== Segment start ==
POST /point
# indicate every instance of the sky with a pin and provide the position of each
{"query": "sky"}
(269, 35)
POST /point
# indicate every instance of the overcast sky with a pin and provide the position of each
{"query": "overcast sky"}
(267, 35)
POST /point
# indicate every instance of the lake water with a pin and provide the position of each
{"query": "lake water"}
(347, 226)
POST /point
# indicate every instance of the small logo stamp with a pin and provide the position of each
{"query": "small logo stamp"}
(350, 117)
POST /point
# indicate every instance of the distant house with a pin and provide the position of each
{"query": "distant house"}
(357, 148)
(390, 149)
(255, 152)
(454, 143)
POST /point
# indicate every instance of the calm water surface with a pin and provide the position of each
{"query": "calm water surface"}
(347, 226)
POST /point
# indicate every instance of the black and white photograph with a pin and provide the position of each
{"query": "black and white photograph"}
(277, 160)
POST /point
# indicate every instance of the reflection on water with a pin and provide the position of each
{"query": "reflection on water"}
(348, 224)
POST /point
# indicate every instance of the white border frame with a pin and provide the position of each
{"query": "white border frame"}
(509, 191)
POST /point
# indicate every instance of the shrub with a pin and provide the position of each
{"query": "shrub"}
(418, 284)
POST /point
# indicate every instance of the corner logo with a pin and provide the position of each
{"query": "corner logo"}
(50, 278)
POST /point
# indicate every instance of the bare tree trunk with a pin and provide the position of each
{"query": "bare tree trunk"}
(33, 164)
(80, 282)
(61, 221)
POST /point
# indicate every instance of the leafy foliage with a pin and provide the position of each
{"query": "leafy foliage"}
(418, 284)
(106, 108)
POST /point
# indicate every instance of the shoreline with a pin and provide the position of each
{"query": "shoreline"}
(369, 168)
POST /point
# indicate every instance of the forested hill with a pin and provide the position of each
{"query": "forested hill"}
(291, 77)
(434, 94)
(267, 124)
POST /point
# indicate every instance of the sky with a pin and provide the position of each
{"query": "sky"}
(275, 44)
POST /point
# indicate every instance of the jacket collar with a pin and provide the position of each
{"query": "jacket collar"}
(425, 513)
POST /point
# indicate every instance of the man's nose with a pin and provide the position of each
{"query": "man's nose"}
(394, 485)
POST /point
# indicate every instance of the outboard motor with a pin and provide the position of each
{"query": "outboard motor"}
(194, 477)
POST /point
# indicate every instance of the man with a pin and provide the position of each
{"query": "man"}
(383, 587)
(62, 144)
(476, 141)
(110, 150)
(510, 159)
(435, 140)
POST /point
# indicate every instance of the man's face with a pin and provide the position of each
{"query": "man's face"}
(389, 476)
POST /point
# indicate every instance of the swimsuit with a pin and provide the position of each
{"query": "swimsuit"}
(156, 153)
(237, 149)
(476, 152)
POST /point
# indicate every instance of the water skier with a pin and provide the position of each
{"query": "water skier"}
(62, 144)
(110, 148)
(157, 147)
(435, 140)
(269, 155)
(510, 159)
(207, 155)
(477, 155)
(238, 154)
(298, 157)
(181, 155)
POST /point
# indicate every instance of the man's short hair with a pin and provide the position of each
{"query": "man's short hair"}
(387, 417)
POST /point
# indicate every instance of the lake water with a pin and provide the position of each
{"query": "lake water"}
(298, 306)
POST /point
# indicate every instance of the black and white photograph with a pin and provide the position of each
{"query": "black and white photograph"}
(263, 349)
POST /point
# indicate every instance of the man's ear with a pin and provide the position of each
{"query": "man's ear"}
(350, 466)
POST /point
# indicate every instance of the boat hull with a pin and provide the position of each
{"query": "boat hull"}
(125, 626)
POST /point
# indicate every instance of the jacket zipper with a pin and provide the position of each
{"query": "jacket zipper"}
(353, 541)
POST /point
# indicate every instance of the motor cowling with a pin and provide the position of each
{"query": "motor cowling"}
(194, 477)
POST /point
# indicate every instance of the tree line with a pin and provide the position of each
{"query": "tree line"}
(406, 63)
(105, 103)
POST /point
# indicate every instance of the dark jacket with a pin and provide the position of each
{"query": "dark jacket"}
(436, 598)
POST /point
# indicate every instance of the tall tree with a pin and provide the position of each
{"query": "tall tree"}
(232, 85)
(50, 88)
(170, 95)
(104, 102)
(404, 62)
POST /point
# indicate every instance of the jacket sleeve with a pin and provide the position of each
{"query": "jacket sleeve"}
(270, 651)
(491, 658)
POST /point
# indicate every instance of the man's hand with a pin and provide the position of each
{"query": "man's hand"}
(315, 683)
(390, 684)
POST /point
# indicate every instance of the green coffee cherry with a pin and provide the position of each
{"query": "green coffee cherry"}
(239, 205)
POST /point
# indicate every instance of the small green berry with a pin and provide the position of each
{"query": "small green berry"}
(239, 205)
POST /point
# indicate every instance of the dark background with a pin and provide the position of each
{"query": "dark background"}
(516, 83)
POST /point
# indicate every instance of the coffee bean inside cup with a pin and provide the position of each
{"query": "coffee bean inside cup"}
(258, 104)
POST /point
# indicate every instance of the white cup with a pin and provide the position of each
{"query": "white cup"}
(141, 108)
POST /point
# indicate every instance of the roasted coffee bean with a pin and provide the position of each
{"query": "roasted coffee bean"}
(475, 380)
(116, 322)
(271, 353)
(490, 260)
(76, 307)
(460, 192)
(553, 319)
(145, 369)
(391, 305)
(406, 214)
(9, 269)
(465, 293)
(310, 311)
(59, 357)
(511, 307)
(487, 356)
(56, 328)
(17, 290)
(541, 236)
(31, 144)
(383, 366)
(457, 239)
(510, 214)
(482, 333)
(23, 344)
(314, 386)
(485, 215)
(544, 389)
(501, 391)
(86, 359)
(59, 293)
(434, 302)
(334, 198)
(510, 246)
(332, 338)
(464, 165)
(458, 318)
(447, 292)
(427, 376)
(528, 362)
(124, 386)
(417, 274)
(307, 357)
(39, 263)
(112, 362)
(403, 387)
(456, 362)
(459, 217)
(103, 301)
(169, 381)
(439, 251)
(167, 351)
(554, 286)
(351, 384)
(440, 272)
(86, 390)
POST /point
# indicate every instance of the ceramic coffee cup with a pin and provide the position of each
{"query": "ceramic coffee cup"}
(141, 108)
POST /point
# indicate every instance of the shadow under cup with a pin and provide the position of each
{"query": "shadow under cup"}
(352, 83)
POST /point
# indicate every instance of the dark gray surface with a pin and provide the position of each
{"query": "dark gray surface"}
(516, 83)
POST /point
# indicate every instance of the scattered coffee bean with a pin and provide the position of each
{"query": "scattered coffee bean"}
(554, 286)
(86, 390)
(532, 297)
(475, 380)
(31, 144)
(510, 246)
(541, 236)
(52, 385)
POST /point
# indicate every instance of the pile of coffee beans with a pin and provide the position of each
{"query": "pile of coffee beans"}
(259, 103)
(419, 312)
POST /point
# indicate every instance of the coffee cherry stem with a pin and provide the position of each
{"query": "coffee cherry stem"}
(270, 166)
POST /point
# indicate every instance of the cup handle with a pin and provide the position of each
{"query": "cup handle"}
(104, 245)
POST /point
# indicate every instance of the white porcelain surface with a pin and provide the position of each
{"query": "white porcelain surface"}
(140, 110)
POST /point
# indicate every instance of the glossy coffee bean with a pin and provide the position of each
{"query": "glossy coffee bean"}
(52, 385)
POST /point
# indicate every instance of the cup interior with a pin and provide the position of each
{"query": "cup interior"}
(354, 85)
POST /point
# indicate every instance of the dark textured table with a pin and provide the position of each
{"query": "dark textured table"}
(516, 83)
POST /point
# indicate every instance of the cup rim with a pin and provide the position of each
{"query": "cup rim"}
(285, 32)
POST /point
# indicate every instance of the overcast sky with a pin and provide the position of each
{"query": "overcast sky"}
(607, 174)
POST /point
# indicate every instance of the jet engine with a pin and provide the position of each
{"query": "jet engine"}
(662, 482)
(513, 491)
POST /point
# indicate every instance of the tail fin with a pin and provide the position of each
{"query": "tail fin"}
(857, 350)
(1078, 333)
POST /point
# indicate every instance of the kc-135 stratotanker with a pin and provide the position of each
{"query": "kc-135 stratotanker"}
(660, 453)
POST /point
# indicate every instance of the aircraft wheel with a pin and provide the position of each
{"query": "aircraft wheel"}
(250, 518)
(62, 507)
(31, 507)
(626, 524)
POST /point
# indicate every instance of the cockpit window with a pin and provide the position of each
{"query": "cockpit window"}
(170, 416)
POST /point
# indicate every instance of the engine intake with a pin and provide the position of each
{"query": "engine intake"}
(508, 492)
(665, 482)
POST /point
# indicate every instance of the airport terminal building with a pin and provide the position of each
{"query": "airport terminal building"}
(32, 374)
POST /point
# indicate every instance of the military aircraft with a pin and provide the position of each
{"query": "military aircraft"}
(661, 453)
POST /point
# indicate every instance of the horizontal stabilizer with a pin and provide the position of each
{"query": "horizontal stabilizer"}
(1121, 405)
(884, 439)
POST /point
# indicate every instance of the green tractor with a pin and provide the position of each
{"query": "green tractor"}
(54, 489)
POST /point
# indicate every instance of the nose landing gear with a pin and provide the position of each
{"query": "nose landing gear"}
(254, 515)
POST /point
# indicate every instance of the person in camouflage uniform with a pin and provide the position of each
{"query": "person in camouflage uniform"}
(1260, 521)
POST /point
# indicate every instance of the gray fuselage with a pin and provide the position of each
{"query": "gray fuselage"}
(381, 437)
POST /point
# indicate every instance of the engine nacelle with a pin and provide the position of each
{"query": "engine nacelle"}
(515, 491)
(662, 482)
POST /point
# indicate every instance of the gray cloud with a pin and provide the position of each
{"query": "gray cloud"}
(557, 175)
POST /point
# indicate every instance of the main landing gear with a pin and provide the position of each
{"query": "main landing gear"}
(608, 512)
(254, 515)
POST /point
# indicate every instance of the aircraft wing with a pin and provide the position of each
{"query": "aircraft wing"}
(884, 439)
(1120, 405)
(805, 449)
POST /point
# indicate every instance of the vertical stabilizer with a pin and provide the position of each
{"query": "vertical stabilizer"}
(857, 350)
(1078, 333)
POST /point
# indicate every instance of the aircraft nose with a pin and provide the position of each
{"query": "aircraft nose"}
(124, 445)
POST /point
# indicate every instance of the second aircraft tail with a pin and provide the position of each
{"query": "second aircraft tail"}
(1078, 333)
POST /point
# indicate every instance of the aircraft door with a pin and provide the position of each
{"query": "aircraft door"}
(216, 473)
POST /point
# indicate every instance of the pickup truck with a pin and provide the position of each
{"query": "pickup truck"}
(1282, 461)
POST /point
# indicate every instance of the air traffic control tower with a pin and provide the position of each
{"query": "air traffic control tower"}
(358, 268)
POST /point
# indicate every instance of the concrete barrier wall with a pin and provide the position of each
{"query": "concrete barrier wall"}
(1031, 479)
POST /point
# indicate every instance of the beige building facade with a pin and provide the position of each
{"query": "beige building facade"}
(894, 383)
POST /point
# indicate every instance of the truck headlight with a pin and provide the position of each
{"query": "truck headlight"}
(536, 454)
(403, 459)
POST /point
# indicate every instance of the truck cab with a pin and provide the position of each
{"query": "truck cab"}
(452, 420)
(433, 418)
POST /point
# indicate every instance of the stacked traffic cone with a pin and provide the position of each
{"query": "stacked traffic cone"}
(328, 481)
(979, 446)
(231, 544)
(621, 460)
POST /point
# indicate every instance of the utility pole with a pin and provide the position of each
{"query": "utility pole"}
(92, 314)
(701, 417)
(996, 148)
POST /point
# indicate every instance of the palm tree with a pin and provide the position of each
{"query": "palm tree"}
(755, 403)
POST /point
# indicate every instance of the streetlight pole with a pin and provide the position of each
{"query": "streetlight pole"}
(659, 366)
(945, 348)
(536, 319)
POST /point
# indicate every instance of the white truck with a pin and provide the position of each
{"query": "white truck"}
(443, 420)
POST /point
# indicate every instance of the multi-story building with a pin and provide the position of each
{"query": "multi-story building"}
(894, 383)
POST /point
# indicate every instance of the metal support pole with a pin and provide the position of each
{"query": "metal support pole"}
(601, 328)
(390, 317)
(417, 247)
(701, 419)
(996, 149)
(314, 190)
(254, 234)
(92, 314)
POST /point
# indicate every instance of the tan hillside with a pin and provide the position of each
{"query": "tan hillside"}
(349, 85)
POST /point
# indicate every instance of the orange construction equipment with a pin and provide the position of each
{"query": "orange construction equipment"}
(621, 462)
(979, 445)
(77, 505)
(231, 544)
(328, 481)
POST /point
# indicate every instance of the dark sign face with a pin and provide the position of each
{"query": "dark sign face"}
== Segment end ==
_TASK ITEM_: Find the line with "# indicate every instance of the white truck" in the material above. Reproduce it and each line after it up to and including the line with "# indicate every instance of the metal".

_OUTPUT OF THE TASK_:
# indicate every instance of the white truck with a pin and provide the position of each
{"query": "white truck"}
(443, 420)
POST /point
# indicate every instance of the multi-story building with a pin and provide the position of each
{"query": "multi-story building"}
(894, 383)
POST /point
# indicate every instance of the metal support pole with a pin and provide the position of each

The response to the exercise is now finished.